**WHAT YOU NEED TO DO:**
1) In the forum thread about amillennial books, rewrite the part that opens with the words "Shawn, I’ve read" and closes with "and love him.", changing "uncomfortable" to "disappointed".
2) According to the forum thread about amillennial books, which of Adam's books was one of the first amil books the first poster had read?
3) Summarize the forum thread about amillennial books in two sentences.

**TEXT PASSAGE:**
Shawn, I’ve read both of Adam’s books and, while I very much liked his earlier _The Time Is At Hand_ (it was one of the first amil books I’d read), I was uncomfortable with his later book on Daniel, _The Time of the End_, and his partial preterism. It seems as R.C. Sproul has gone that route also, as much as I am indebted to him, and love him.


----------



## ClayPot

Jerusalem Blade said:


> Below is a list of books (a couple of articles and one mp3 sermon series included) on Amillennialism and Revelation commentaries that are amil, plus one book on Daniel. There are a few I have not listed as I do not have them. I may add to this list as I am able.
> 
> I haven’t read Storms’ new book yet, but have looked through it. His is primarily a refutation of the premil view (he also refutes postmil) and a defense of the amil. I think it will be very good.

**EXTRACTED MATERIAL:**
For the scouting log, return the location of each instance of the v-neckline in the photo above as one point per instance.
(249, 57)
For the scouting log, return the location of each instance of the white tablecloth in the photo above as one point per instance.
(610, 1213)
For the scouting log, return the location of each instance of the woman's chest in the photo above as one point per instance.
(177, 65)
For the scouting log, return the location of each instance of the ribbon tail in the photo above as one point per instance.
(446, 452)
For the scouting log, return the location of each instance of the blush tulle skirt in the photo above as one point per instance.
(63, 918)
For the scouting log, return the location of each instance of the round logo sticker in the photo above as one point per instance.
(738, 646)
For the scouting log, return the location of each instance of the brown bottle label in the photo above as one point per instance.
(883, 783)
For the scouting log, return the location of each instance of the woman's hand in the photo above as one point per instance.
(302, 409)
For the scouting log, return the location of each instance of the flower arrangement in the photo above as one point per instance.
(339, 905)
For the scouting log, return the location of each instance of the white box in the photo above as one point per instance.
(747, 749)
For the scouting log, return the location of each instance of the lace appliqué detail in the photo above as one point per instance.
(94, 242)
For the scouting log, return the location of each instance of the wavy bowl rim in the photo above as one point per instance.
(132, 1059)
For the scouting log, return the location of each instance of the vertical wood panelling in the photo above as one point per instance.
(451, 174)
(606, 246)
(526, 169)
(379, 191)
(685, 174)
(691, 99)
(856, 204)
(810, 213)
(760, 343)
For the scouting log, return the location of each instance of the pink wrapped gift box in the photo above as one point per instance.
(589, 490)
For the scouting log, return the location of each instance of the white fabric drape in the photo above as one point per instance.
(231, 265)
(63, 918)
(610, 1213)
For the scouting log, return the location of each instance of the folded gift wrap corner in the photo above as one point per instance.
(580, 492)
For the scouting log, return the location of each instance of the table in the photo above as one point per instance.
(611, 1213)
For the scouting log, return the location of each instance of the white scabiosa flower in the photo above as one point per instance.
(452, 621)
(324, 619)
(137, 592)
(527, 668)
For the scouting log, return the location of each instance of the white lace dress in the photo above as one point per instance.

**OUTPUTS:**
1)
Shawn, I’ve read both of Adam’s books and, while I very much liked his earlier _The Time Is At Hand_ (it was one of the first amil books I’d read), I was disappointed with his later book on Daniel, _The Time of the End_, and his partial preterism. It seems as R.C. Sproul has gone that route also, as much as I am indebted to him, and love him.

2) The Time Is At Hand

3) One poster says he liked Adam's earlier book, The Time Is At Hand, but was uncomfortable with his later book on Daniel, The Time of the End, and its partial preterism, a route he believes R.C. Sproul has also taken. A quoted post offers a list of books on Amillennialism and amil Revelation commentaries, and its writer says that Storms' new book, which he has looked through but not yet read, mainly refutes the premil view while defending the amil one.